Dünyadan umudunu kesmiş, efkârın hırçın sularında debelenirken; büyük heccav Neyzen Tevfik’in o çok sevdiğim şiirinin ilk mısraı beni bir teselli limanına çeker:
“Izdırâbın sonu yok sanma bu âlem de geçer!..”
Tam bu mısra ile sükûna doğru yürürken, yine aynı Neyzen’in şu beyti arşa uzanan bir duvar misali karşıma dikilir:
“Türkü yine o türkü sazlarda tel değişti,
Yumruk yine o yumruk, bir varsa el değişti.”
Öyle ya? Bütün yaşananlar bir şekilde geçer; amma yerine ne gelir, ne değişir?
Koca bir sene geçiyor mesela: “Yerine gelecek nasıl olacak?.. Covid-19 virüsü bitecek mi?.. İklimdeki dengesizlikler son bulacak mı?...” Bu ve buna benzer binlerce soruya cevap aramaya uğraşsaydık hayatımız belki de düşünmekle geçerdi!
Yaşananlar geçiyor anladık da, yaşatılanlar geçiyor mu? Merakımdır; dünyanın %10’unu oluşturan zenginlere çalışan %90’lık gariban kesim değişecek mi?
Açlık geçecek mi? Silahlanma yarışı yahut? Ne zaman insanoğlu, “Tank, tüfek, SİHA, İHA… / Tövbe savaş yok daha!”, diyebilecek?..
Yalanla doğruları örtmek de geçecek mi? Kandırmak, dolandırmak, soymak fiilleri lügatlerden kalkacak mı? Envai çeşit suiistimaller bitecek mi? Geçmeyecekse, kalkmayacaksa ve bitmeyecekse eğer bir sene geçmiş ya da geçmemiş kime ne! Ha, bir şeyleri geçirmek ve bitirmek için gayret edilecekse ne âlâ… Kös kös oturup, “Geçen geçsin..”, demek; duvara “Bu da geçer Yahu!” yazılı bir levha asıp, kaderine razı beklemekle aynı kapıya çıkmaz mı?
Ten rengine bakma modası geçecek mi sorarım?.. Ya kadın cinayeti haberleri?.. Çocuk istismarı geçse ya?.. Irk, din, mevki, cinsiyet, zenginlik, fakirlik ayrımı da 2021’in peşine takılıp geçse ne güzel olurdu değil mi?

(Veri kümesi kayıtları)
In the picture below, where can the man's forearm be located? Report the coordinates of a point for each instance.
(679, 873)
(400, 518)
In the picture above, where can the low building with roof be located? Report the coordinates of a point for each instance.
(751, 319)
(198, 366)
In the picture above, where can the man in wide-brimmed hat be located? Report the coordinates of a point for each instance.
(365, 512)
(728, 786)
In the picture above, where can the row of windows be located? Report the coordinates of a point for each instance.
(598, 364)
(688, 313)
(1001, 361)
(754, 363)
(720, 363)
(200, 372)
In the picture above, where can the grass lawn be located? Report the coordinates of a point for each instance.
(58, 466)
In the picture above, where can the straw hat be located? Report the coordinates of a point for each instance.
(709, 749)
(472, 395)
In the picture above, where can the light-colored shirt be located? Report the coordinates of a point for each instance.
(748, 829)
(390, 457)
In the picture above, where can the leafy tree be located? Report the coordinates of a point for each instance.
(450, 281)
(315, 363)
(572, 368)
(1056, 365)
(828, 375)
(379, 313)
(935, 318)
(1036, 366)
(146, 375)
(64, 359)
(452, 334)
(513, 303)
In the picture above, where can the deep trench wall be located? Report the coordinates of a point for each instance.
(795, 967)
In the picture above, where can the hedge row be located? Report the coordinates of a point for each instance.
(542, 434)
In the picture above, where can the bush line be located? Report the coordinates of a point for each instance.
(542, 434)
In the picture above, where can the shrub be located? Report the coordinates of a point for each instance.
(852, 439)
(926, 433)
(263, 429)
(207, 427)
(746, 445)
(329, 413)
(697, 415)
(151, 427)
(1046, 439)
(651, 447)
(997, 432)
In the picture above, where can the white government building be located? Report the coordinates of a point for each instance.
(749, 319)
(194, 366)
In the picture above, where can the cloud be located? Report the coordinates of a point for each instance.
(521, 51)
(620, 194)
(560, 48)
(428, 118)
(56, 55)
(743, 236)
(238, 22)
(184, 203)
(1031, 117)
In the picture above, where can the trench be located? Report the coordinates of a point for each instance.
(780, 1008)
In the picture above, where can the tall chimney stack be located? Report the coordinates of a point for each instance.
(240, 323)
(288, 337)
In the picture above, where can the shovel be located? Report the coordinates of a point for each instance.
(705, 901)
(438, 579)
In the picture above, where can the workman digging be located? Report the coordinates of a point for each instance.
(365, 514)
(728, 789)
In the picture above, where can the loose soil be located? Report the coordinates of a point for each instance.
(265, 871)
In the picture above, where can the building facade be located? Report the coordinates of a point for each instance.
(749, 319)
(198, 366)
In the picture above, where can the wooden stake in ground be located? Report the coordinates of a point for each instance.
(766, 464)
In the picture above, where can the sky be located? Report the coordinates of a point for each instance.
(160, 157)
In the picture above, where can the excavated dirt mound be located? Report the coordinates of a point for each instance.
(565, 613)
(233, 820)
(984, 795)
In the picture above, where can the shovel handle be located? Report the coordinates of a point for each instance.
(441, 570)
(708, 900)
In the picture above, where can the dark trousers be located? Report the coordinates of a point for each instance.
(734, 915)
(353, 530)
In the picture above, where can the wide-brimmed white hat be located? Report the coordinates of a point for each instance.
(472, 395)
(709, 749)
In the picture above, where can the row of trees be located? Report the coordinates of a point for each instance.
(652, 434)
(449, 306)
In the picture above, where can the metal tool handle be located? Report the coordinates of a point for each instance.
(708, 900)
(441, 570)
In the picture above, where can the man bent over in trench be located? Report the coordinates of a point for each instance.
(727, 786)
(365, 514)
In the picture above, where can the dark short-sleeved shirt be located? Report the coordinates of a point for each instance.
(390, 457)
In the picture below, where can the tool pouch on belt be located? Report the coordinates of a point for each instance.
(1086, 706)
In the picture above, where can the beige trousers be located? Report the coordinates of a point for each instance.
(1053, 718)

§ **Çözülecek Sorular**
A. Okuma metninin "Öyle ya? Bütün" ile başlayıp "kesim değişecek mi?" ile biten kısmını hiçbir değişiklik yapmadan tekrar verin.
B. Aşağıdaki ifadelerin okuma metniyle uyuşup uyuşmadığını evet ya da hayır diye belirtin ve her cevabı metinden birebir alıntılanan belirleyici sözlerle destekleyin. (i) Metinde Neyzen Tevfik'e ait bir mısra aktarılır. (ii) Metne göre dünyanın %10'unu oluşturan kesim gariban kesimdir. (iii) Metinde 2021 yılı anılır.
C. Neyzen Tevfik'in mısralarıyla açılan okuma metnini, son cümlesinden sonra kaldığı yerden devam ettirin.
Bu çalışmada listeye ihtiyaç yoktur.

§ **Cevap Bölümü**
A.
Öyle ya? Bütün yaşananlar bir şekilde geçer; amma yerine ne gelir, ne değişir?
Koca bir sene geçiyor mesela: “Yerine gelecek nasıl olacak?.. Covid-19 virüsü bitecek mi?.. İklimdeki dengesizlikler son bulacak mı?...” Bu ve buna benzer binlerce soruya cevap aramaya uğraşsaydık hayatımız belki de düşünmekle geçerdi!
Yaşananlar geçiyor anladık da, yaşatılanlar geçiyor mu? Merakımdır; dünyanın %10’unu oluşturan zenginlere çalışan %90’lık gariban kesim değişecek mi?

B.
(i) Evet: "Izdırâbın sonu yok sanma bu âlem de geçer!.."
(ii) Hayır: "dünyanın %10’unu oluşturan zenginlere çalışan %90’lık gariban kesim"
(iii) Evet: "2021’in peşine takılıp geçse ne güzel olurdu değil mi?"

C.
2021’in ardına takılıp geçmesini istediğimiz o kadar çok şey var ki; 2021 bu kadar çok şeyi taşıyamayıp olduğu yerde kalacak diye korkuyorum! Sonra bir ânlığına yıllar dursa diyorum… Yıllar durur da yapılanlar, cinayetler, savaşlar, tecavüzler, şantajlar, potlar, türlü rezillikler durur mu? Sonra sağduyum ağır basıyor, “Tüm pislikler durmayıp geçsin de; varsın yıllar da durmayıp geçiversin!”, diye haykırıyor içimin sesi!
Hayat vadisinin bir yamacında geçenler, diğer yamacında geçmeyenler ve ortasından bir ırmak gibi akan zaman!.. İşte bu ırmak, biz insanlara yeni bir şans getiriyor: 2022! Gerekirse zaman ırmağına bir değirmen kuralım ama bu şansı değerlendirelim lütfen. Çok yanlışı düzeltebiliriz, çok hatadan dönebiliriz. Biz insanız; istesek neler neler yapabiliriz!
Geçtiğimiz yıl buna değer miydi bilmiyorum ama on iki ay boyunca verdiği ilhamla içimden ona Ebced hesabıyla bir tam tarih düşürmek geldi:
İnanın çok şeyi özletti Covid;
Metrobüs, iş, otobüsten başka!
Üzülen yok iki bin yirmi bire:
“Kin, savaş, yâd ve virüsten başka…”
2022’de üzülen olmasın isterim… Kodaman, vatandaş, mevki-makam sahibi, fukara ayırt etmeksizin herkese mutlu ve sağlıklı bir sene dilerim. Senenin son selamıyla esprisi Muzaffer Hepgüler’den gelsin: “Küçükleğin gözleğinden; büyükleğin elleğinden öpeğim… Oğtancalağa biğ şey yoh!..”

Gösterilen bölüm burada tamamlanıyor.